[YOUR TASK] Which lines in the records below contain the word "distant"? Copy out each one in full.

[DATASET RECORDS]
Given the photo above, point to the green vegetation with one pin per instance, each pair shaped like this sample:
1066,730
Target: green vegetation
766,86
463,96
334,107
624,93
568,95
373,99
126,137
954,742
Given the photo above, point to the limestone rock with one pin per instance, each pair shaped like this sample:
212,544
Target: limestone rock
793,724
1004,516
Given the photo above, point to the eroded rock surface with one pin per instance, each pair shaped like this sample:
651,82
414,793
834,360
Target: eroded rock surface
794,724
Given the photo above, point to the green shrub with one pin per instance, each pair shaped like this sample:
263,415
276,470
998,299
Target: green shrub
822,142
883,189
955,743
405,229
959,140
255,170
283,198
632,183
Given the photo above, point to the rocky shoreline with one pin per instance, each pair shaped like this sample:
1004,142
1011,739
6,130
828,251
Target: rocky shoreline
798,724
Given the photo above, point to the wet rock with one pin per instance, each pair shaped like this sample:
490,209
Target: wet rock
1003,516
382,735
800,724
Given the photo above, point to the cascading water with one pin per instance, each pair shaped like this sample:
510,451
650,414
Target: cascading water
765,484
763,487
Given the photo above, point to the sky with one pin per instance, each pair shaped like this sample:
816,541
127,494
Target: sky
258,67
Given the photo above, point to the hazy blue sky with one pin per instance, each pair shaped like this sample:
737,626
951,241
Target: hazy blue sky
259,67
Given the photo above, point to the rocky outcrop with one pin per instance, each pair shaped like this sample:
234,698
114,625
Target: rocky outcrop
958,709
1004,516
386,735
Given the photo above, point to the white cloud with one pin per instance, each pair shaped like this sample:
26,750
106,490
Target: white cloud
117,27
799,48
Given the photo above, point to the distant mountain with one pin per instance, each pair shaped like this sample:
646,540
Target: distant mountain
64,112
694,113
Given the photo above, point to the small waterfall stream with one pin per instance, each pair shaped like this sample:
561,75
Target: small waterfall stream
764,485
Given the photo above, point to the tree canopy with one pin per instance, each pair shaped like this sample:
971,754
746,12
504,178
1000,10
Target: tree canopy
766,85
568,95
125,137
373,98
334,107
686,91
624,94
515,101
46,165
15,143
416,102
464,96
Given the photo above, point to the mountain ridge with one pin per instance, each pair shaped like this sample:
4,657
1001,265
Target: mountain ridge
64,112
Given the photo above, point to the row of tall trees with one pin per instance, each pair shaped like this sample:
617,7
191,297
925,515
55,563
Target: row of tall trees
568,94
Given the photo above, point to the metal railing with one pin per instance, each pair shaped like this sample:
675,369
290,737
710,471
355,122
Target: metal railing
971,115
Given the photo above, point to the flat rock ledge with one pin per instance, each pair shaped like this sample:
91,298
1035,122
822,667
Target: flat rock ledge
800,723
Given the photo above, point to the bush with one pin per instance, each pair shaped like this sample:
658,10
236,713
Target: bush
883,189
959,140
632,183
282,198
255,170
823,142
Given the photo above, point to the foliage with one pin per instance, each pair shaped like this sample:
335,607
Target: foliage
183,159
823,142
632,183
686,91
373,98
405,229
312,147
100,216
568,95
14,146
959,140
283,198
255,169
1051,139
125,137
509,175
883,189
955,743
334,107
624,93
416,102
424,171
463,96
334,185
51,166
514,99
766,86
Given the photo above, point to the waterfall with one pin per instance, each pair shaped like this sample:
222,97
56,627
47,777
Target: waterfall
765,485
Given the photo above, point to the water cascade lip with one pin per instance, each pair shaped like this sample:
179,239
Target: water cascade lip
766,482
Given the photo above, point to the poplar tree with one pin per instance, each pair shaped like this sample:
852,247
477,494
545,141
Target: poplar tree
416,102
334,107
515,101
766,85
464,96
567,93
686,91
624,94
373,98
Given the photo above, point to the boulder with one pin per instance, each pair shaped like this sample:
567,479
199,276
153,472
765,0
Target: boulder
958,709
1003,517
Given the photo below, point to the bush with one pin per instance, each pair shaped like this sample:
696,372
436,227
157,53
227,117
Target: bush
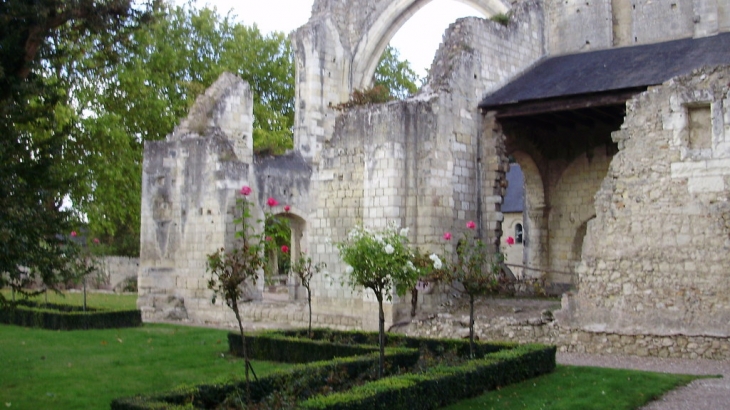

[SOLUTION TO THIS PROBLEM]
Given the photo above, point to the distant mountain with one pin per instance, each pair shaped like this sample:
Target: distant mountain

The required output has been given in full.